EXERCISE A: From the palliative care debate text below, list the three things it says ought to happen for anyone who is dying.
EXERCISE B: In the palliative care debate text below, on what date was the speaker who mentions an operation given warning of death?
EXERCISE C: Repeat the part of the palliative care debate text below that begins at the words "Three crucial things, therefore, ought" and stops after "it is mediocre.".

TEXT SHOWN:
.....

All too often in modern medicine death is seen as a failure in some way, but supporting those who are dying is an important part of modern medicine.
Three crucial things, therefore, ought to happen for anyone who is dying. They should be informed and fully know and understand, as far as possible, what is happening with their medical treatment. So far as is possible, they should be relieved of pain and should be able to die where they would most like to die. Most people, when asked, say that they would like to die at home, yet home hospice services in this country are pretty noticeable by their absence. I agree with the comments of hon. Members so far: we do have exceptionally good palliative care in this country—where it is good it is very good—but all too often it is mediocre.
I congratulate my hon. Friend the Member for Enfield, Southgate (Mr Burrowes) on securing the debate. A lot of people present are passionate Christians and see the subject from a religious standpoint. I speak as someone who was given warning of death on 26 April, before my operation last year, and with respect I take the view that, of the choices faced by individuals, one is the choice of their death—when they would choose to go. Does my hon. Friend the Member for Banbury (Tony Baldry) accept, as a matter of both law and faith, that that choice belongs to us?
I want to resist the temptation to be drawn into a debate on assisted dying, because many people present want to talk about palliative care, but I state simply that the only person who should determine when we die is the Almighty—it is not us. If we get into a situation in which we pick and choose who dies and who lives, it is a slippery slope. However, I will wait until the debate to be initiated by my hon. Friend the Member for Croydon South before I develop those arguments.
On the need to enhance palliative care, I hope that much more emphasis can be given to junior doctors in particular. I understand that at present they get comparatively little training on palliative care and, given the pressures that junior doctors are under, they often feel that if a patient dies they have somehow failed that patient. They might not have: patients die, and it is a fact of life that people will die. Every hospital trust should have a clear policy on palliative care and on how to enhance it. We should never forget the role of hospital chaplains. People approaching death often need spiritual support as well as medical assistance. Spiritual support is no less worthy and necessary.

.....

PROVIDED DATA:
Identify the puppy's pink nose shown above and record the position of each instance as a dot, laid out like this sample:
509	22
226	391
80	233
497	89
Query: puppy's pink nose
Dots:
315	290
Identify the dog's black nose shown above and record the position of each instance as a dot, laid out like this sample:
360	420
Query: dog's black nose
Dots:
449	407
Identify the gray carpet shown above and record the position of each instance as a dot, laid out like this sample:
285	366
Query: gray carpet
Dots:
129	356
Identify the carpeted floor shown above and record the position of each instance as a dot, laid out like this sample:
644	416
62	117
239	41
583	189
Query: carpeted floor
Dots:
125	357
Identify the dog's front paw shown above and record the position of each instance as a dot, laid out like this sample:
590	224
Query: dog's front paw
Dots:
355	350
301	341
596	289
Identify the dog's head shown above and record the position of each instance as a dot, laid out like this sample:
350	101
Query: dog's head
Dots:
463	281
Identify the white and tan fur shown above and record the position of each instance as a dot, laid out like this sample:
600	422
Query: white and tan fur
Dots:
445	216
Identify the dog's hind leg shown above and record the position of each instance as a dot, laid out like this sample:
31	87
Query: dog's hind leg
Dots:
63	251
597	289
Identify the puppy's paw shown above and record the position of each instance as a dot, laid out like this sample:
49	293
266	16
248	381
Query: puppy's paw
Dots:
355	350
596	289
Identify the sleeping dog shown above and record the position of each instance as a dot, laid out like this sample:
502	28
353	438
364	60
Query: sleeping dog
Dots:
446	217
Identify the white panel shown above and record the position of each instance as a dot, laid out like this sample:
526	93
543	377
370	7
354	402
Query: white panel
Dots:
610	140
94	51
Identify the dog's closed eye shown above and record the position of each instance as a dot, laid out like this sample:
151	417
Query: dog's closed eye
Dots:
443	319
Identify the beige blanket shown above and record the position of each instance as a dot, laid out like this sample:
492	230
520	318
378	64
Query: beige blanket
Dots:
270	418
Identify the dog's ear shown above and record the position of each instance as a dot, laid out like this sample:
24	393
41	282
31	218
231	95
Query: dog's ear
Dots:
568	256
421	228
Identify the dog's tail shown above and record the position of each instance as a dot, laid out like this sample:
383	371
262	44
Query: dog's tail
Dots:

.....

RESPONSE AREA A:
- They should be informed and fully know and understand, as far as possible, what is happening with their medical treatment.
- They should be relieved of pain.
- They should be able to die where they would most like to die.

RESPONSE AREA B: 26 April

RESPONSE AREA C:
Three crucial things, therefore, ought to happen for anyone who is dying. They should be informed and fully know and understand, as far as possible, what is happening with their medical treatment. So far as is possible, they should be relieved of pain and should be able to die where they would most like to die. Most people, when asked, say that they would like to die at home, yet home hospice services in this country are pretty noticeable by their absence. I agree with the comments of hon. Members so far: we do have exceptionally good palliative care in this country—where it is good it is very good—but all too often it is mediocre.